* **Work to complete**
Switch every "site survey" in the records to "floor inspection", leaving all other text unchanged.

Coordinate labeling records:
# # # #

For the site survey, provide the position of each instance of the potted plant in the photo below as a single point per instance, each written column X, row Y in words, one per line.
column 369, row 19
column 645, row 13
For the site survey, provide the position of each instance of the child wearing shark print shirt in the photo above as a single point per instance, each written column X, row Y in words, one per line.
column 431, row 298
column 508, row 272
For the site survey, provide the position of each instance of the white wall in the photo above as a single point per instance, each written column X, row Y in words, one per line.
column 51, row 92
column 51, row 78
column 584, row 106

# # # #

* **The answer**
For the floor inspection, provide the position of each instance of the potted plant in the photo below as a single point per instance, each written column X, row Y in words, one per line.
column 369, row 19
column 645, row 13
For the floor inspection, provide the position of each instance of the child wearing shark print shirt in the photo above as a single point per instance, each written column X, row Y in words, one per line.
column 431, row 298
column 508, row 272
For the floor inspection, provide the position of each instance of the white wall in the photo above as a single point per instance, each written column X, row Y in words, one per line.
column 51, row 92
column 51, row 78
column 584, row 106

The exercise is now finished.